EXERCISE SET
1. List every kind of work that the Lowestoft Chronicle article says the magazine publishes.
2. Reproduce the stretch of the Lowestoft Chronicle article from "The Lowestoft Chronicle is" through "emphasis on travel.", word for word.

TEXT EXCERPT
## begin

Lowestoft Chronicle
- Editor: Nicholas Litchfield
- Categories: Literary magazine
- Frequency: Quarterly
- Publisher: Lowestoft Chronicle Press
- Founded: 2009
- First issue: September 2009
- Country: United States
- Based in: Boston, Massachusetts
- Language: English
- Website: lowestoftchronicle.com
- ISSN: 2160-4274
- OCLC: 707083134

= Lowestoft Chronicle =

American literary magazine

The Lowestoft Chronicle is a quarterly online magazine, based in Boston, Massachusetts, United States. It publishes short stories, flash fiction, poetry, creative nonfiction, interviews, and artwork. An anthology of the best work is published annually. Preference is given to humorous submissions with an emphasis on travel.

==History and reception==
The magazine was established in September 2009 by Nicholas Litchfield, an English-born author and journalist who lives in Western New York. The name was inspired by the English coastal town of Lowestoft, in Suffolk, which was a regular weekend getaway of his. After the publication of its fourth issue, Cheryl LaGuardia of the Library Journal wrote of the magazine: "All things considered, it might just be a very good thing if the Lowestoft Chronicle were to achieve their goal of world domination."

The magazine has received compliments from Jay Parini, James R. Benn, Laurence Klavan, James Reasoner, Franz Wisner, Sheldon Russell, Matthew P. Mayo, Jim Daniels, and many other authors. It has also been favorably reviewed by the Austrian national radio station FM4 and the literary journal review website The Review Review, which gave Lowestoft Chronicle a five star review on two occasions, describing it as "full of great talent and exceptionally well-written pieces." In their assessment of issue eight, NewPages.com observed: "Lowestoft Chronicle presents entertaining and exciting stories that lend themselves toward travel without dipping completely over into travel writing." Praising Lowestoft Chronicle for its layout, artwork, poetry, and fiction, it noted: "Many of the works take one to far-away and exotic places." Afar magazine placed Lowestoft Chronicle top of its list of best free travel journals, commenting: "Wander around the site and you'll find intriguing stories with a welcome dose of humor in many."

## end

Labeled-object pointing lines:
## begin

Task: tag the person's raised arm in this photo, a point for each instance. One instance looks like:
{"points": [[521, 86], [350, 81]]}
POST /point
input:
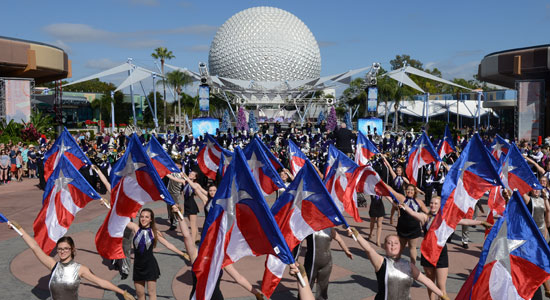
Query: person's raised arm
{"points": [[375, 258], [417, 275], [45, 259], [341, 242], [187, 238], [242, 281], [87, 274], [102, 177], [419, 216]]}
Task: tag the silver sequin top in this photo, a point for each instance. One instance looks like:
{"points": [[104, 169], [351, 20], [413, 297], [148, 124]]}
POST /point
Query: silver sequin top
{"points": [[398, 279], [64, 281], [538, 212]]}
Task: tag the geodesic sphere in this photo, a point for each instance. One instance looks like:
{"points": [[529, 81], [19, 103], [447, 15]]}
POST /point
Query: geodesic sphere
{"points": [[264, 44]]}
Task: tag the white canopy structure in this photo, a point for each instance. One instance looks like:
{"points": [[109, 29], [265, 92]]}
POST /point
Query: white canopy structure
{"points": [[135, 74], [466, 108]]}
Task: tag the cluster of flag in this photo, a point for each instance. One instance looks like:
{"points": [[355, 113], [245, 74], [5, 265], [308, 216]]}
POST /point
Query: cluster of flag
{"points": [[240, 222]]}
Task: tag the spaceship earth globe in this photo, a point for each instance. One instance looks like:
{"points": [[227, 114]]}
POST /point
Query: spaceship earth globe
{"points": [[264, 44]]}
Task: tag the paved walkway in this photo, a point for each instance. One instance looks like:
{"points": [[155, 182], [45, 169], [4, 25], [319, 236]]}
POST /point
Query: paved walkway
{"points": [[23, 277]]}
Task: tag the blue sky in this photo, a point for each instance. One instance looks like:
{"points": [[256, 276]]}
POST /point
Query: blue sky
{"points": [[450, 35]]}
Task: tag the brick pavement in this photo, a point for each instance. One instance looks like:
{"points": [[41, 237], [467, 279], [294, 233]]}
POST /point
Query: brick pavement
{"points": [[23, 277]]}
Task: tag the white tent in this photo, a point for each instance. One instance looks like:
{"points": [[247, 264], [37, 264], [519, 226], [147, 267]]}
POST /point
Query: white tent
{"points": [[466, 108]]}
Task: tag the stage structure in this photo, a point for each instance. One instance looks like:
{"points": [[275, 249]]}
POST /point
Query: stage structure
{"points": [[267, 58], [400, 75], [135, 75]]}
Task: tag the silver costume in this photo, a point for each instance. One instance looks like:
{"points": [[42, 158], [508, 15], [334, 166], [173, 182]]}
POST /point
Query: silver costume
{"points": [[64, 281], [398, 279]]}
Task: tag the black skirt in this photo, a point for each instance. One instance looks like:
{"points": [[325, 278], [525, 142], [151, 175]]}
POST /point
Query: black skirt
{"points": [[443, 261], [376, 209]]}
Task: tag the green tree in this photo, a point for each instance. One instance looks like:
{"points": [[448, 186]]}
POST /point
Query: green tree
{"points": [[178, 80], [163, 54]]}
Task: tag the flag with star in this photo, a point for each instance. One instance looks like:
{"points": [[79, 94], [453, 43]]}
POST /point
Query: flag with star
{"points": [[364, 150], [337, 181], [134, 182], [239, 224], [422, 153], [209, 157], [64, 145], [474, 173], [304, 208], [262, 169], [65, 194], [161, 160], [515, 259], [446, 146]]}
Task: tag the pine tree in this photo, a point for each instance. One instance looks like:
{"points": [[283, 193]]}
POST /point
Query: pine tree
{"points": [[347, 119], [252, 124], [241, 120], [226, 122], [320, 118], [332, 119]]}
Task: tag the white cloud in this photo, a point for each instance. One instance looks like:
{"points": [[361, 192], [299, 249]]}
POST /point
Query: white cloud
{"points": [[145, 2], [68, 32], [101, 64], [198, 48], [62, 45]]}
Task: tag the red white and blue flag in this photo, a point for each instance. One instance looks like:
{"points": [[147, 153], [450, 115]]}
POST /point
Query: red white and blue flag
{"points": [[446, 147], [337, 181], [272, 158], [515, 174], [297, 158], [333, 154], [364, 180], [161, 160], [515, 259], [209, 157], [499, 148], [422, 153], [470, 177], [134, 182], [262, 169], [226, 158], [64, 196], [304, 208], [239, 224], [364, 150], [65, 145]]}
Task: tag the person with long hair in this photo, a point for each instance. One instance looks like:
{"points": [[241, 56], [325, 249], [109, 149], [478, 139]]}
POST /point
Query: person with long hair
{"points": [[66, 273], [146, 269], [408, 228], [440, 271], [394, 274]]}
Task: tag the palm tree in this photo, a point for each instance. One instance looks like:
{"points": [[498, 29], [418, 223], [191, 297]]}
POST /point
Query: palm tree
{"points": [[178, 80], [163, 54]]}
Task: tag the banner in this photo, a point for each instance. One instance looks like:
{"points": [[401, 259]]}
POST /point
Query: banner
{"points": [[202, 125], [370, 126], [372, 96], [18, 100], [204, 95]]}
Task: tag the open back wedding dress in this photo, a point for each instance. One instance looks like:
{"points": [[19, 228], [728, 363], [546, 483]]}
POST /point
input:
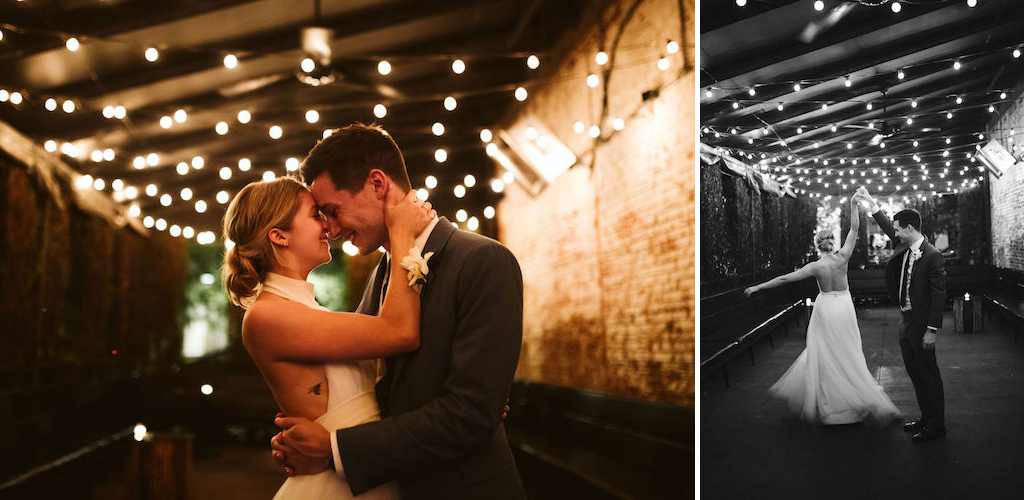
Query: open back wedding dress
{"points": [[351, 401], [829, 382]]}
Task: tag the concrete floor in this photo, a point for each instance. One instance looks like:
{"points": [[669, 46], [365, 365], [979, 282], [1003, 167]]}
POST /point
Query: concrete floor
{"points": [[237, 473], [752, 447]]}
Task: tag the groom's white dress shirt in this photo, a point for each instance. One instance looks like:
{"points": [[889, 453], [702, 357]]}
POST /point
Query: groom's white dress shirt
{"points": [[904, 284], [420, 241]]}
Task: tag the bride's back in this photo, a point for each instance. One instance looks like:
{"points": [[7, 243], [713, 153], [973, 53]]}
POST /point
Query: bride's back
{"points": [[832, 274]]}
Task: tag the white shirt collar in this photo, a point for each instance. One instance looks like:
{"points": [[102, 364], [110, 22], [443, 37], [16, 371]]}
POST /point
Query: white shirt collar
{"points": [[915, 246]]}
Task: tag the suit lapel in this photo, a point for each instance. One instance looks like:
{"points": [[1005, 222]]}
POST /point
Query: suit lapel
{"points": [[435, 243]]}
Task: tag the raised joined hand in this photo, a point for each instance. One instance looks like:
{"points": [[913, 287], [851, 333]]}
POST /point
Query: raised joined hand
{"points": [[302, 447]]}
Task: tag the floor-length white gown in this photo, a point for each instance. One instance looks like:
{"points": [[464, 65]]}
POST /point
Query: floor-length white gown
{"points": [[829, 382], [351, 401]]}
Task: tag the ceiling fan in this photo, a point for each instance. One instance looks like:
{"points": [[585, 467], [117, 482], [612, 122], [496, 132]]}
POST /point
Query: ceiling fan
{"points": [[889, 127], [317, 69], [816, 27]]}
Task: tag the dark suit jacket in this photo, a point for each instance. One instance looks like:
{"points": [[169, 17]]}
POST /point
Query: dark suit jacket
{"points": [[442, 434], [928, 280]]}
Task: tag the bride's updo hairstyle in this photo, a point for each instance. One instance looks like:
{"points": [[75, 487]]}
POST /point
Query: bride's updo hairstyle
{"points": [[824, 241], [258, 208]]}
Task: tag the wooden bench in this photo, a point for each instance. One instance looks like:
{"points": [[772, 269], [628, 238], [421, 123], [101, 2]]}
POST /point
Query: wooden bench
{"points": [[580, 444], [960, 280], [1006, 298], [731, 324]]}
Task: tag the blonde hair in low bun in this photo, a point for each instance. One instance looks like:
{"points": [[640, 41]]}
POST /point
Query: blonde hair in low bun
{"points": [[824, 241], [258, 208]]}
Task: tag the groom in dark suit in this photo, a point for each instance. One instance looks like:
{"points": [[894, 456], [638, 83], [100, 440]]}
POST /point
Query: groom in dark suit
{"points": [[915, 277], [441, 435]]}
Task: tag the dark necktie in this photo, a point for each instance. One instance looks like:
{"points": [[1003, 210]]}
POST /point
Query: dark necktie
{"points": [[905, 282], [383, 387]]}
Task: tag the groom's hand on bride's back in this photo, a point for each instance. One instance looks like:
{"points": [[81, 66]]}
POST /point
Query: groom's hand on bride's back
{"points": [[303, 447]]}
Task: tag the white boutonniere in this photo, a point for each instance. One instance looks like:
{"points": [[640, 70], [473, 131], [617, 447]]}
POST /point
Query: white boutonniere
{"points": [[417, 267]]}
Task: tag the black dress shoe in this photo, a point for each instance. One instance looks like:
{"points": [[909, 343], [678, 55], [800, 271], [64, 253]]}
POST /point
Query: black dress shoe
{"points": [[914, 426], [929, 433]]}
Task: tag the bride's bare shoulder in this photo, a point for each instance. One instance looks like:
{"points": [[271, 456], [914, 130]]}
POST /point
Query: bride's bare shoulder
{"points": [[261, 315]]}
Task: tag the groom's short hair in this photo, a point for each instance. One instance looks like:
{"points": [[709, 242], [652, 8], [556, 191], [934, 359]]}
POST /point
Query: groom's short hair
{"points": [[348, 154], [908, 216]]}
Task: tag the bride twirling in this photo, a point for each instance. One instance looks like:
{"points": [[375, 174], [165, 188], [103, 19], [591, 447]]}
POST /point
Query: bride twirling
{"points": [[829, 382]]}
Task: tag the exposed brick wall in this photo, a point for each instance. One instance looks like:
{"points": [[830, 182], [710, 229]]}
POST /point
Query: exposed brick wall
{"points": [[607, 249], [1007, 196]]}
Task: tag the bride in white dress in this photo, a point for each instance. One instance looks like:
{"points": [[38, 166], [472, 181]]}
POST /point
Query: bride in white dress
{"points": [[829, 382], [320, 365]]}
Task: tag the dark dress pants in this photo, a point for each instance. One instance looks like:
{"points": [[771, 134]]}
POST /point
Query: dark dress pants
{"points": [[924, 371]]}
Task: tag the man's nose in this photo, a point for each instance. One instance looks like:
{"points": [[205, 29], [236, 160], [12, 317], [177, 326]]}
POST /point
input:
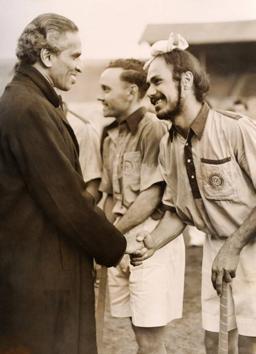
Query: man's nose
{"points": [[79, 66], [151, 91], [100, 98]]}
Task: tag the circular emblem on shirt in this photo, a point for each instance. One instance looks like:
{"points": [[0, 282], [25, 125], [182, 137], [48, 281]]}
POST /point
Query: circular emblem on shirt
{"points": [[216, 180]]}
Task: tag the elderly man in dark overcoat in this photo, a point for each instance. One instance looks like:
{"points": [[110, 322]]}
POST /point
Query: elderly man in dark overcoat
{"points": [[50, 230]]}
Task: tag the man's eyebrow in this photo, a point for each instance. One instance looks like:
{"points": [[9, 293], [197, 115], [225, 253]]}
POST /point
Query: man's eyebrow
{"points": [[153, 79]]}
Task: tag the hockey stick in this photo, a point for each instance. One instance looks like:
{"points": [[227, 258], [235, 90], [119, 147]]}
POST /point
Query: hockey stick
{"points": [[223, 331]]}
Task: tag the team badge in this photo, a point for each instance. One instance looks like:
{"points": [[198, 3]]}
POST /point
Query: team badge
{"points": [[216, 180]]}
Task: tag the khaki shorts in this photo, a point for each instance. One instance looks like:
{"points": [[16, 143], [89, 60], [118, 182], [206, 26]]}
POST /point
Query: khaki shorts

## end

SOLUTIONS TO THE PROBLEMS
1.
- Short stories
- Flash fiction
- Poetry
- Creative nonfiction
- Interviews
- Artwork

2.
The Lowestoft Chronicle is a quarterly online magazine, based in Boston, Massachusetts, United States. It publishes short stories, flash fiction, poetry, creative nonfiction, interviews, and artwork. An anthology of the best work is published annually. Preference is given to humorous submissions with an emphasis on travel.